__Requirement__. The word to find is "woman". Copy each line of the material that contains it.

__Given records__.
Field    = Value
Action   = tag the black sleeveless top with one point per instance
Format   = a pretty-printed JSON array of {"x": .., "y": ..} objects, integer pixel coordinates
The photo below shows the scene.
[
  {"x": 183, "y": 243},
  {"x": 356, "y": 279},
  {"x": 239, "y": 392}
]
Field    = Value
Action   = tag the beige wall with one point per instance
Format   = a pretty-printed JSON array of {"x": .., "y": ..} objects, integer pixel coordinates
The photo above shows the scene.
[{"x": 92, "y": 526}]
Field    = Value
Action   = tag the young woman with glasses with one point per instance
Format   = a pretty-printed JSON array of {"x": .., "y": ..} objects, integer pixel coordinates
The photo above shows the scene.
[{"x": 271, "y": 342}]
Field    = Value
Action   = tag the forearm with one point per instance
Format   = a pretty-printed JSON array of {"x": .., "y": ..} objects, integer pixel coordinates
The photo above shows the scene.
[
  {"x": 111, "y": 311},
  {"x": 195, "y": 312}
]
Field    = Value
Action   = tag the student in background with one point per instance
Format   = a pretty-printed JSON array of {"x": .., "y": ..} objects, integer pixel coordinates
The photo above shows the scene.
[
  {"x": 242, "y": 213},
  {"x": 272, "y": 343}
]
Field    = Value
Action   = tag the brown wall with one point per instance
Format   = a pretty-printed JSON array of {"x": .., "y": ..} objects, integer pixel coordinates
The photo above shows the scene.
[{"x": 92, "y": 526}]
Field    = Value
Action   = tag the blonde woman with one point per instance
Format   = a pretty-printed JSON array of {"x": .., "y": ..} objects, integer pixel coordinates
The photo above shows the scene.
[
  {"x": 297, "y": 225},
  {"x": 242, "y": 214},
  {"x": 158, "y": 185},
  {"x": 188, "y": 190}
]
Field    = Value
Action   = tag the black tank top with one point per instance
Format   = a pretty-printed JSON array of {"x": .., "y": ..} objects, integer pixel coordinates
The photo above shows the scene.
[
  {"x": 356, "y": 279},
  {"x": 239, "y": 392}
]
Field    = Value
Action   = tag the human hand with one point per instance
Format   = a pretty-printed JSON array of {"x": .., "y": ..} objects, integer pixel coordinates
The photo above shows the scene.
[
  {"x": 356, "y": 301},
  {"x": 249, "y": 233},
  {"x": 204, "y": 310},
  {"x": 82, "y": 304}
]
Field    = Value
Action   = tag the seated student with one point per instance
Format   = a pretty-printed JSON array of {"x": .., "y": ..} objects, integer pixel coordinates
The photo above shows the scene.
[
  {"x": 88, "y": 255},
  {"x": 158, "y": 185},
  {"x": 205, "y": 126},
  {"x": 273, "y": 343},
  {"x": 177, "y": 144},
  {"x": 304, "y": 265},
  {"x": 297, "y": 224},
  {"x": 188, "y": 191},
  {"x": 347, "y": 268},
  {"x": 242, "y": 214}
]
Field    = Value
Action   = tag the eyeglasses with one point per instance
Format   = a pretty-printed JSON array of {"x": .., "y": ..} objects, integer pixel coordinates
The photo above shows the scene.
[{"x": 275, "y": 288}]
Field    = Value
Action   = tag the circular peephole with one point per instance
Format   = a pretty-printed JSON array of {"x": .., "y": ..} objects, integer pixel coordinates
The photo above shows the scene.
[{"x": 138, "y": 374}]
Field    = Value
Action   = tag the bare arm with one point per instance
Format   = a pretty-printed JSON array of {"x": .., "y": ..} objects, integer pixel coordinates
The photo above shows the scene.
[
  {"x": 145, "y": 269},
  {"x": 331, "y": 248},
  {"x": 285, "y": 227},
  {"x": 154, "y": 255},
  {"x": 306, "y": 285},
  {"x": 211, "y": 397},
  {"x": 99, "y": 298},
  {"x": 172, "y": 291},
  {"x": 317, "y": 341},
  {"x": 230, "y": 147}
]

__Solved problem__.
Action   = tag the young woman with glasses with one point per instance
Action   = tag the blonde woman with one point per instance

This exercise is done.